_What to do_.
**1)** Which commit does the taskset patch reply give as the fix?
**2)** Gather every line of the records that contains the word "scarf", where case counts.

_Page_.
====

[Toybox] [PATCH] taskset: fix buffer overflow from long mask

Rob Landley rob at landley.net
Mon Jun 23 13:22:05 PDT 2025


On 6/23/25 10:38, Jesse Rosenstock wrote:
> Previously, a long mask on the command line would overrun toybuf.

Good catch.

tl;dr: commit 105a72fd53c2

> Use sizeof(toybuf) rather than 4096 when calling sched_getaffinity;
> maybe toybuf's size will change.

Unlikely. We've had that discussion here before, for example the thread 
starting here:

http://lists.landley.net/pipermail/toybox-landley.net/2023-April/029522.html

When I defined toybuf 4k was the common page size on linux at the time 
(everywhere except DEC Alpha), but the REASON everybody except arm uses 
4k pages is it's a good reasonable scratch pad size, which is _why_ it's 
a good size for toybuf. When a command wants a larger buffer, it mallocs 
one. Heck, filesystems stuck with 512 byte blocks for decades until 
moving _to_ 4k last decade. (There's diminishing returns for efficiency 
with larger granularity, and the amount of tail waste increases.)

Since then, ARM used larger pages sizes as a hack to access more 
physical memory without adding another page table level. And then tried 
very hard to convince people it had some sort of OTHER benefit to 
justify breaking everybody's binaries, even though that's not why they 
did it. (x86 just added the extra page table level.)

To be honest, I'm pretty sure I used 4096 there so I wouldn't have to 
wrap the line at 80 chars. :)

====

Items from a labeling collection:

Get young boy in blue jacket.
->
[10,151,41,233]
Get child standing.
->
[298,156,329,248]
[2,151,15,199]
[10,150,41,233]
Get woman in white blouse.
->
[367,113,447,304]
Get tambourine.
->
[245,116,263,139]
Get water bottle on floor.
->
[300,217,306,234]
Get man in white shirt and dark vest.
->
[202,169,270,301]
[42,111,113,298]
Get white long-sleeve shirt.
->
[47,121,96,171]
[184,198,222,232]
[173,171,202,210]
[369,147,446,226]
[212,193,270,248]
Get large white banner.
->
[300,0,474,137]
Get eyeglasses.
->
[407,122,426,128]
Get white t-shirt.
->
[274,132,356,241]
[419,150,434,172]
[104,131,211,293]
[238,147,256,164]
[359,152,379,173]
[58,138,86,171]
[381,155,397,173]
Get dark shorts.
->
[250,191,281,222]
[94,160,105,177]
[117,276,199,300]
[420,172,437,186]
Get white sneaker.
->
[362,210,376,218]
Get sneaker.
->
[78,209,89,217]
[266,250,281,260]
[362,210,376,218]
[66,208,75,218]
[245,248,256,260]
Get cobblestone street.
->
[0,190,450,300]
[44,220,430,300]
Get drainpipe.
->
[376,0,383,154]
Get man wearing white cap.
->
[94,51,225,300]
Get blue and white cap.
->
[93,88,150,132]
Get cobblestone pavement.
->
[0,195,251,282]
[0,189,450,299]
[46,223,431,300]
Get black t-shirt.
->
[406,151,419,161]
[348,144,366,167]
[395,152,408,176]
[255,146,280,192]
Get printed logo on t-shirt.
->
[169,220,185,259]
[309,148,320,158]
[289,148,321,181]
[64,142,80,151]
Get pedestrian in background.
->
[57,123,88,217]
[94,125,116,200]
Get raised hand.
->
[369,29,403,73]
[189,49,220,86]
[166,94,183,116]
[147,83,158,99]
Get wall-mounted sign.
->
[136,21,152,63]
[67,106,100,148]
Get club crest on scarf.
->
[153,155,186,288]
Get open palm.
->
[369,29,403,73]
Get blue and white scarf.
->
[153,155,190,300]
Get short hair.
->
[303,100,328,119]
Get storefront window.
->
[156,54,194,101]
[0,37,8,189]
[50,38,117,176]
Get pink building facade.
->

====

_Responses by task_.
**1)** Commit 105a72fd53c2.

**2)**
Get club crest on scarf.
Get blue and white scarf.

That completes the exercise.